Express each line of the listing below as a JSON array of strings, one string per line, skipping blank lines and leaving out the pictures.

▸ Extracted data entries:
•••••

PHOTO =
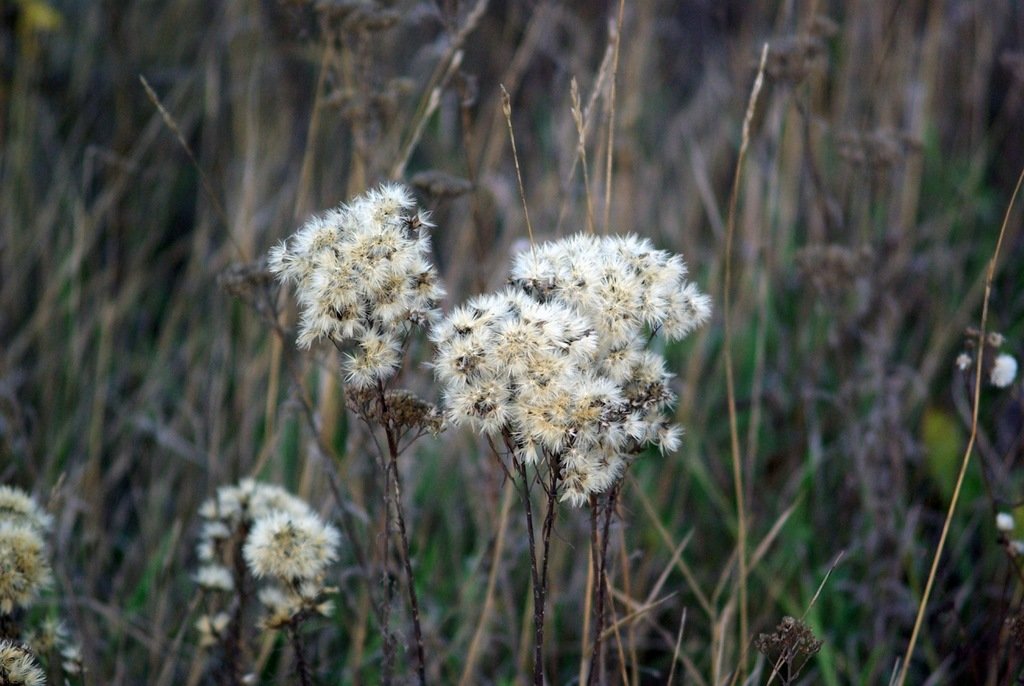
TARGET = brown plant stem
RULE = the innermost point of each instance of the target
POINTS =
(970, 443)
(233, 643)
(392, 446)
(536, 575)
(305, 678)
(596, 657)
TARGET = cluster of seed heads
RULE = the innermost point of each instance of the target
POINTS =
(280, 540)
(25, 572)
(363, 277)
(558, 365)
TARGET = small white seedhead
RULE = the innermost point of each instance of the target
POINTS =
(1004, 371)
(557, 365)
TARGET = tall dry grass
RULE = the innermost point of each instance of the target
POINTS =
(882, 154)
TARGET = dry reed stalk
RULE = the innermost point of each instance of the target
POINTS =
(611, 116)
(578, 119)
(803, 616)
(675, 654)
(507, 111)
(472, 655)
(730, 382)
(990, 275)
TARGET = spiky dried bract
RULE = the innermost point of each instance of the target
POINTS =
(404, 410)
(790, 646)
(291, 547)
(558, 361)
(16, 506)
(17, 666)
(363, 275)
(24, 567)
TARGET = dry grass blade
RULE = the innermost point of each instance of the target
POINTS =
(679, 644)
(176, 130)
(507, 111)
(635, 614)
(473, 654)
(970, 443)
(611, 117)
(737, 476)
(814, 598)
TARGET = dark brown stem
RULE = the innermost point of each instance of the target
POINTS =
(596, 657)
(536, 574)
(233, 643)
(392, 446)
(305, 678)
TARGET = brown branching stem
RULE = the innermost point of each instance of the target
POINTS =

•••••

▸ Completed exercise:
[
  "PHOTO =",
  "TARGET = brown plant stem",
  "RULE = the innermost point of each instance of the target",
  "POINTS =",
  "(970, 443)",
  "(233, 643)",
  "(392, 446)",
  "(536, 575)",
  "(305, 678)",
  "(596, 657)",
  "TARGET = cluster of seed heads",
  "RULE = the innermost point of each instance of the target",
  "POINTS =",
  "(280, 540)",
  "(25, 572)",
  "(363, 277)",
  "(558, 365)",
  "TARGET = small white seedhead",
  "RULE = the innermost point of each instance of the target",
  "POINTS =",
  "(1004, 371)",
  "(557, 365)",
  "TARGET = tall dry grass",
  "RULE = the innermost point of each instance of the target",
  "POINTS =",
  "(882, 154)",
  "TARGET = dry reed stalk",
  "RULE = the innermost point of each instance of the target",
  "POINTS =",
  "(611, 116)",
  "(578, 119)",
  "(803, 616)",
  "(675, 654)",
  "(507, 111)",
  "(472, 655)",
  "(730, 382)",
  "(990, 275)",
  "TARGET = spiky dried bract",
  "RULE = the innermost point of each instance of the target",
  "POINTS =",
  "(404, 410)",
  "(790, 646)",
  "(291, 547)",
  "(558, 361)",
  "(16, 506)",
  "(17, 666)",
  "(363, 275)",
  "(24, 567)",
  "TARGET = dry grass blade",
  "RULE = the innermost point of each instance of the target",
  "POINTS =",
  "(679, 644)",
  "(176, 130)",
  "(507, 111)",
  "(635, 614)",
  "(473, 654)",
  "(970, 443)",
  "(611, 117)",
  "(737, 476)",
  "(814, 598)",
  "TARGET = dark brown stem",
  "RULE = the innermost point of each instance of the target",
  "POINTS =",
  "(596, 657)",
  "(536, 574)",
  "(233, 643)",
  "(392, 446)",
  "(305, 678)",
  "TARGET = brown branching stem",
  "RULE = the innermost point of each instance of the target",
  "POINTS ="
]